[MATERIAL]

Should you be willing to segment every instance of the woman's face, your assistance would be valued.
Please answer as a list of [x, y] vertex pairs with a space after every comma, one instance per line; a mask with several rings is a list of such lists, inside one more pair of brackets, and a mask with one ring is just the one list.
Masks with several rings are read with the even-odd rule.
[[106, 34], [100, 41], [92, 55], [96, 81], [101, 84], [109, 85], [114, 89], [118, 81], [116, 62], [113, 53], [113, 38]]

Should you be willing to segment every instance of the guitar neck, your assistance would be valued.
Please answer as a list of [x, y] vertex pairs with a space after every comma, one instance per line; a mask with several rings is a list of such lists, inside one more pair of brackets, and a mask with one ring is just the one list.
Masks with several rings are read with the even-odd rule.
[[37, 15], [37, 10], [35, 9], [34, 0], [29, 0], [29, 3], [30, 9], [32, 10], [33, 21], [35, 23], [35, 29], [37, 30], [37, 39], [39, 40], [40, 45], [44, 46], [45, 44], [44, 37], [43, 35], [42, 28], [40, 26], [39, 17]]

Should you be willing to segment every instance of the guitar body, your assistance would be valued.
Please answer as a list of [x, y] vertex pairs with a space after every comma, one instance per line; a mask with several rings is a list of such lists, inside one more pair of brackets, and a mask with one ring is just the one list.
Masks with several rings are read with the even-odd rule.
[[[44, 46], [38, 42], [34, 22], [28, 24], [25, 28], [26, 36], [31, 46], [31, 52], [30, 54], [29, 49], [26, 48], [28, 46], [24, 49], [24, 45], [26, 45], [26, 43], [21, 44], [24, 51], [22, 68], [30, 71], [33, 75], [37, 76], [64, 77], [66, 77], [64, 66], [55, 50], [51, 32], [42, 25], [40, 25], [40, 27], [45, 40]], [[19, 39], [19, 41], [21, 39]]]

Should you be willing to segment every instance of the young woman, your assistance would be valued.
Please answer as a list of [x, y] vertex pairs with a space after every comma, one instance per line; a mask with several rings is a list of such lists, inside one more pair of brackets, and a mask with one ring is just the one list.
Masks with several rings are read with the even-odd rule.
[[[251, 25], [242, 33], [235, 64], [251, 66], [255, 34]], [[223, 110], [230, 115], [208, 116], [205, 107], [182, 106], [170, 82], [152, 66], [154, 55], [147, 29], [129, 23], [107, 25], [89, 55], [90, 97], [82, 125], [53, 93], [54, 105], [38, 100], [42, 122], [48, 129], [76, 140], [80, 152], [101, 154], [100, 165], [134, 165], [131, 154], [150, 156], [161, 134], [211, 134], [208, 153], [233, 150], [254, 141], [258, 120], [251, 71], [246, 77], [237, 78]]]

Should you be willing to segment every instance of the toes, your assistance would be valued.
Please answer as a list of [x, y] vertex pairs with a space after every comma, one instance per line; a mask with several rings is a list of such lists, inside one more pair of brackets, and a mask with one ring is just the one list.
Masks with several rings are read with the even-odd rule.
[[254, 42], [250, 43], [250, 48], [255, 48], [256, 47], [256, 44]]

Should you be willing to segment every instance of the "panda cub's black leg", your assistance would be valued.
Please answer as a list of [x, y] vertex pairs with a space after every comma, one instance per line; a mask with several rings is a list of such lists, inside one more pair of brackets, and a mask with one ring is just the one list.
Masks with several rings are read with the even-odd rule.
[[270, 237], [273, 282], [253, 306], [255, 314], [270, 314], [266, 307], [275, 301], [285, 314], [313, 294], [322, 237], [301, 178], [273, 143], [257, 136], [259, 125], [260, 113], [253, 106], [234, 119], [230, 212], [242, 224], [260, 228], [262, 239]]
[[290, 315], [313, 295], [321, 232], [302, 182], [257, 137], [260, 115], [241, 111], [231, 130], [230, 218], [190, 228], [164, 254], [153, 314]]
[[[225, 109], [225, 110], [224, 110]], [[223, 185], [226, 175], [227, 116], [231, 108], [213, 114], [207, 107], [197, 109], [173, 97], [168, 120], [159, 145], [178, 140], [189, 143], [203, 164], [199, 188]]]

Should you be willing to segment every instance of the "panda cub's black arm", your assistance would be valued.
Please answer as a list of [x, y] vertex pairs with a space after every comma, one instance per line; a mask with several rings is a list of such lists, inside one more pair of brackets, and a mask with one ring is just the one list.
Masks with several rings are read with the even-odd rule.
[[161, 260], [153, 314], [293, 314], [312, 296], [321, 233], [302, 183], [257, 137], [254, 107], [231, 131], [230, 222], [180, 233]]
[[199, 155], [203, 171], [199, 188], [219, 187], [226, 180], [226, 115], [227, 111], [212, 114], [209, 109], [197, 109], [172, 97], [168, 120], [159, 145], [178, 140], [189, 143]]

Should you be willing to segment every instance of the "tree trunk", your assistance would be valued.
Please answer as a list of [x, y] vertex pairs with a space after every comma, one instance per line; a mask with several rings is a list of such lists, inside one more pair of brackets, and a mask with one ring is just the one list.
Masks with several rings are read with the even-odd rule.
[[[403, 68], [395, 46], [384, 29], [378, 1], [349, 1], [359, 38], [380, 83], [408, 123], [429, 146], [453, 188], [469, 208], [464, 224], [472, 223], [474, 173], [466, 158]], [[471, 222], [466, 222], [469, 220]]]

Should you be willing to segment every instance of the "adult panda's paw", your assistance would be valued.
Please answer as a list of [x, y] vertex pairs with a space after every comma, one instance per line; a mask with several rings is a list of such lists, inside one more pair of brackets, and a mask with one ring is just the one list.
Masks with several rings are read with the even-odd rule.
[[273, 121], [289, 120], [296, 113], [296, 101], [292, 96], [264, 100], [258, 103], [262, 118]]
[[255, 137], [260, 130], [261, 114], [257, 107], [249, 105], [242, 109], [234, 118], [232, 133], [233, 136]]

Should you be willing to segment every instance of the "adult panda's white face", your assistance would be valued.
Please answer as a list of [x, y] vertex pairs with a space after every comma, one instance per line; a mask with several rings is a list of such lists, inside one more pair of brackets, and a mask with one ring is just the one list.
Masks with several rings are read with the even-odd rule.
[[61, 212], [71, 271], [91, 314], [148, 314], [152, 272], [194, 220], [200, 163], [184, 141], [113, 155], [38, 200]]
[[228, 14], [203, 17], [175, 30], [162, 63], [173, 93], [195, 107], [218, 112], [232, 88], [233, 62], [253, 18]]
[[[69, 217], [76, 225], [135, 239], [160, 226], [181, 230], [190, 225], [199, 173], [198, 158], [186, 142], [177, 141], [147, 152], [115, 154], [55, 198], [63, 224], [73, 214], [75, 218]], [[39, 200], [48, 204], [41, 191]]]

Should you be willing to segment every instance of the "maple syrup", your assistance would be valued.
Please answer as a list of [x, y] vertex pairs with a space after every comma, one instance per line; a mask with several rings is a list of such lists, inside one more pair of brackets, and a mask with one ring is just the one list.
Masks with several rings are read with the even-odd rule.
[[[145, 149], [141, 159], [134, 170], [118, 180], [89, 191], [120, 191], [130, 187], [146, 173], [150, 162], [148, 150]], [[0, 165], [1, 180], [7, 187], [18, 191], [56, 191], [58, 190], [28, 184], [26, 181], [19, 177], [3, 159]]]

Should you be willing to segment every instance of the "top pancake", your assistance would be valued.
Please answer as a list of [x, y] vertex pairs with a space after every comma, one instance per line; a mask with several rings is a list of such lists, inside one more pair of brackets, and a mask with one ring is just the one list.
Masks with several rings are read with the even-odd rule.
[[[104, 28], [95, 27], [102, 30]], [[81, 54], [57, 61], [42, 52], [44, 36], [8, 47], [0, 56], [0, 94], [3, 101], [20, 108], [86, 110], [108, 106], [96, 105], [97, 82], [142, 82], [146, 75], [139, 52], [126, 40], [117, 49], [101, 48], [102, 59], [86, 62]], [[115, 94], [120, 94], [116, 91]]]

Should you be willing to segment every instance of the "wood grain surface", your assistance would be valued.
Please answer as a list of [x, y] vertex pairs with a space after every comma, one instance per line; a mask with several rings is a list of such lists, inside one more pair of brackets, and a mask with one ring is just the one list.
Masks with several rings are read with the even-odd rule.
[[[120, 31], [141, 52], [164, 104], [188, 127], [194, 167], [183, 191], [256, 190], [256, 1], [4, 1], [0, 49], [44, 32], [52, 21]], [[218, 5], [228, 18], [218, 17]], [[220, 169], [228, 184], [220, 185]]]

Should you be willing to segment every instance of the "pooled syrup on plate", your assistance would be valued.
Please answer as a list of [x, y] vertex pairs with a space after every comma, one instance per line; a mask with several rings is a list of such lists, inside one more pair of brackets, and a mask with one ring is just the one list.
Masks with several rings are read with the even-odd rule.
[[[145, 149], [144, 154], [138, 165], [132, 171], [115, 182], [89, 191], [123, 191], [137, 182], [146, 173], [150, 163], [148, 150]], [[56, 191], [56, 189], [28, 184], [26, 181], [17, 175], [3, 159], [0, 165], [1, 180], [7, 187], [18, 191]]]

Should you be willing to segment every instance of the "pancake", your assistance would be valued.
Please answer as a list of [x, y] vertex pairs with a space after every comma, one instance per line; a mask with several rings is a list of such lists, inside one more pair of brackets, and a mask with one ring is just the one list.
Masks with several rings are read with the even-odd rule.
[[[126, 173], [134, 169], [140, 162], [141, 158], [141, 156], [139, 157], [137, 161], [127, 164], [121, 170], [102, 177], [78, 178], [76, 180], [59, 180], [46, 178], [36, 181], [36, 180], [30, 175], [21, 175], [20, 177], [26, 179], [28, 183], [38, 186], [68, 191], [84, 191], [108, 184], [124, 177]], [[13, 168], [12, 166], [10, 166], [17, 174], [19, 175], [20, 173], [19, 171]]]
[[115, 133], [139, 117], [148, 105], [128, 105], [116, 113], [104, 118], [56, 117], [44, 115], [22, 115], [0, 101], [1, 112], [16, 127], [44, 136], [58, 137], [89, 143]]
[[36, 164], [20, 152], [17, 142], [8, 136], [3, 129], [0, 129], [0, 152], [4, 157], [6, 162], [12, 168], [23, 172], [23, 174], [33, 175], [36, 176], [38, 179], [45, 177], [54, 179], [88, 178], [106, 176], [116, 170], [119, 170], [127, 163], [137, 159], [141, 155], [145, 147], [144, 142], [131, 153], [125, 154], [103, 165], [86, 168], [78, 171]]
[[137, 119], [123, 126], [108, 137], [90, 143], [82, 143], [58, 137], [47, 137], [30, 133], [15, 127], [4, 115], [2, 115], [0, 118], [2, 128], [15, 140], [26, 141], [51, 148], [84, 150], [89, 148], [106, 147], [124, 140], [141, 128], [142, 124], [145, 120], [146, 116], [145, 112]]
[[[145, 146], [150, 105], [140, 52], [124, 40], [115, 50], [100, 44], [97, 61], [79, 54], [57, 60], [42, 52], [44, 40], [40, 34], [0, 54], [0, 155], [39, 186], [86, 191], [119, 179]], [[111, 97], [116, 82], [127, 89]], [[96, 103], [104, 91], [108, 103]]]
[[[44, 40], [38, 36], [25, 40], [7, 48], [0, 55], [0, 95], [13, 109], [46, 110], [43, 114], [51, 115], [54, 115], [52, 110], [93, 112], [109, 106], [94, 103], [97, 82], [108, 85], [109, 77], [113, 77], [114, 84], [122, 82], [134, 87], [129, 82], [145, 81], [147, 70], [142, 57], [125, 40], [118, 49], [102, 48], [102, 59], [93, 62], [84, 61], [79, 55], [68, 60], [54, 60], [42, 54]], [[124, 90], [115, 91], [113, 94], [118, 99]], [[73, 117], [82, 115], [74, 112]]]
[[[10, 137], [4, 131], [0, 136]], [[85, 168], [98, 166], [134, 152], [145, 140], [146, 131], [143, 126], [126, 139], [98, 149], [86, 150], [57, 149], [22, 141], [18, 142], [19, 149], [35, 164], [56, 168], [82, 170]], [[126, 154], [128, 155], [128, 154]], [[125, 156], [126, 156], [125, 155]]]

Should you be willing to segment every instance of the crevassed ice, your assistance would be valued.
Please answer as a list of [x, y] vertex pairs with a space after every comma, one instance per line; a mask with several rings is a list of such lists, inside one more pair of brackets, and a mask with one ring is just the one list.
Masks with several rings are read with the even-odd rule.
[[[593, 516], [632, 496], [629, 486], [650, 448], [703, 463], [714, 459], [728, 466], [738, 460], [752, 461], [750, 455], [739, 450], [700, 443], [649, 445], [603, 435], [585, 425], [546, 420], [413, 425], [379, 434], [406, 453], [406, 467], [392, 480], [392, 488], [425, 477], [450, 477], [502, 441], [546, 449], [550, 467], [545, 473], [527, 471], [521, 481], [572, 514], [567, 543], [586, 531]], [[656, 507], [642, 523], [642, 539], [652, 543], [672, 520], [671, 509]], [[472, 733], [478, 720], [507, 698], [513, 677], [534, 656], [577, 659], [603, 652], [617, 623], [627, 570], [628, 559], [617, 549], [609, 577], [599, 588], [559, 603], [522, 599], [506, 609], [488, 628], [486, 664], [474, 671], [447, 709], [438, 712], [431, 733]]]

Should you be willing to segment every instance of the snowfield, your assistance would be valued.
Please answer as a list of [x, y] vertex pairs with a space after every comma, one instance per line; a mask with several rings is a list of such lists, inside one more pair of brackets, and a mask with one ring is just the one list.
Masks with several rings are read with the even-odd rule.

[THE PROBLEM] Starting at the beginning of the entries and ending at the line that contains "53], [113, 38]]", reproduce those lines with "woman's face" substituted by "girl's face" and nothing else altered.

[EXERCISE RESPONSE]
Should you be willing to segment every instance of the girl's face, your assistance would be valued.
Please answer as a list of [x, y] vertex pairs with a space after every comma, one instance per line; a mask with several rings is a list of such lists, inside one more pair of brackets, and a mask with one ring is just the one list.
Masks with several rings are read with the even-odd rule.
[[106, 34], [100, 41], [92, 55], [96, 81], [101, 84], [109, 85], [114, 89], [118, 81], [116, 62], [113, 53], [113, 38]]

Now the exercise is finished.